• Aim of the exercise
Select the lines below containing the word "building".

• Extracted information
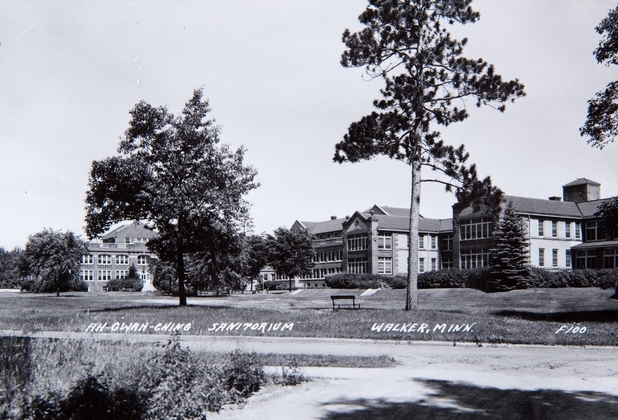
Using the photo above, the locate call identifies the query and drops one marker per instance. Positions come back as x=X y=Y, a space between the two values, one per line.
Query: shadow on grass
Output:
x=462 y=402
x=607 y=315
x=157 y=307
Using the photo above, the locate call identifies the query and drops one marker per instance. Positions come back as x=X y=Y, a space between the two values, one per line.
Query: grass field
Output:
x=572 y=316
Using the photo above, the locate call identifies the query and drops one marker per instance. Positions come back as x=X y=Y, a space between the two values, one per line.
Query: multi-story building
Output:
x=563 y=233
x=110 y=257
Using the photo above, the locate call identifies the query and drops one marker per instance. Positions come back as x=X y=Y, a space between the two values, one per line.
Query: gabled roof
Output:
x=537 y=206
x=315 y=228
x=589 y=208
x=129 y=230
x=581 y=181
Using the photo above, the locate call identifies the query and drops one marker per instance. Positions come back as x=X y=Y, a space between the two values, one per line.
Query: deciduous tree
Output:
x=290 y=252
x=406 y=44
x=53 y=258
x=510 y=267
x=601 y=126
x=173 y=173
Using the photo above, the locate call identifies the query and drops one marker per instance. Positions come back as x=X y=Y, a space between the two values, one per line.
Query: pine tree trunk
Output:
x=412 y=290
x=180 y=272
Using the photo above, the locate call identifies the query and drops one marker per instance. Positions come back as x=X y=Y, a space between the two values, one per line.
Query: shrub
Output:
x=276 y=285
x=400 y=281
x=354 y=281
x=122 y=285
x=36 y=286
x=244 y=375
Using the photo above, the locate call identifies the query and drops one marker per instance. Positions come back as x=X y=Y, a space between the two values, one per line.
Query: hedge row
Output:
x=478 y=278
x=124 y=285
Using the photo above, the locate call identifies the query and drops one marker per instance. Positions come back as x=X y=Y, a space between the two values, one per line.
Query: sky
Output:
x=72 y=70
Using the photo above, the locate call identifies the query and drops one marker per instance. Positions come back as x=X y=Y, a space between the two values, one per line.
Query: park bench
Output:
x=344 y=297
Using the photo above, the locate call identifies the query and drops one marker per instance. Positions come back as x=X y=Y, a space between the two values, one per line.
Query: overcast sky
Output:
x=70 y=72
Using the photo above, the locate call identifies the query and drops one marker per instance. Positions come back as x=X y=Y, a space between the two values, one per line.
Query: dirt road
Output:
x=433 y=380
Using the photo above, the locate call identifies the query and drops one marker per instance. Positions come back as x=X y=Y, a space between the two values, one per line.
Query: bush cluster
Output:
x=354 y=281
x=276 y=285
x=542 y=278
x=171 y=383
x=124 y=285
x=480 y=279
x=36 y=286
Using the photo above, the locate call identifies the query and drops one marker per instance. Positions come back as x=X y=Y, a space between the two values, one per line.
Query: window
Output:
x=385 y=241
x=586 y=259
x=357 y=265
x=122 y=260
x=104 y=259
x=568 y=258
x=567 y=229
x=103 y=275
x=385 y=265
x=595 y=230
x=85 y=275
x=357 y=242
x=447 y=243
x=475 y=229
x=474 y=259
x=610 y=258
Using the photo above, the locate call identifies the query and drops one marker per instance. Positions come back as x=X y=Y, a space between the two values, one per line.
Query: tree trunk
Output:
x=180 y=272
x=413 y=238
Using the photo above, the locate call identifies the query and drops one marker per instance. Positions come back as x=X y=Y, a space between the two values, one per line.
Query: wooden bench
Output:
x=344 y=297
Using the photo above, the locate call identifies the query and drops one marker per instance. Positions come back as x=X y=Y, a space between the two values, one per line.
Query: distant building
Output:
x=111 y=256
x=563 y=233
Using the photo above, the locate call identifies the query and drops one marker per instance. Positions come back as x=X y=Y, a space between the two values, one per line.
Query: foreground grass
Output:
x=544 y=316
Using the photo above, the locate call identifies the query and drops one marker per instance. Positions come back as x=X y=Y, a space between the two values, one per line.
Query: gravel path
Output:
x=433 y=380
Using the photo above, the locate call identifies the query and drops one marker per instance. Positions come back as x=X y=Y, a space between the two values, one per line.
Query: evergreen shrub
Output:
x=354 y=281
x=124 y=285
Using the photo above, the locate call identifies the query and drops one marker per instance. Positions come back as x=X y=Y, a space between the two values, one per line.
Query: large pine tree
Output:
x=427 y=81
x=510 y=267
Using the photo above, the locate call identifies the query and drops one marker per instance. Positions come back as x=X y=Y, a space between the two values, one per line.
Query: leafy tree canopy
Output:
x=172 y=173
x=290 y=252
x=601 y=126
x=52 y=259
x=426 y=81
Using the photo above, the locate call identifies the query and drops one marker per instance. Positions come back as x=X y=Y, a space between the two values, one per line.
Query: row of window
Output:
x=588 y=259
x=421 y=264
x=105 y=259
x=328 y=256
x=555 y=225
x=554 y=257
x=475 y=229
x=105 y=275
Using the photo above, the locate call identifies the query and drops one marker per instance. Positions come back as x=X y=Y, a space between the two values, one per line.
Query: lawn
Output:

• Finished task
Query: multi-story building
Query: distant building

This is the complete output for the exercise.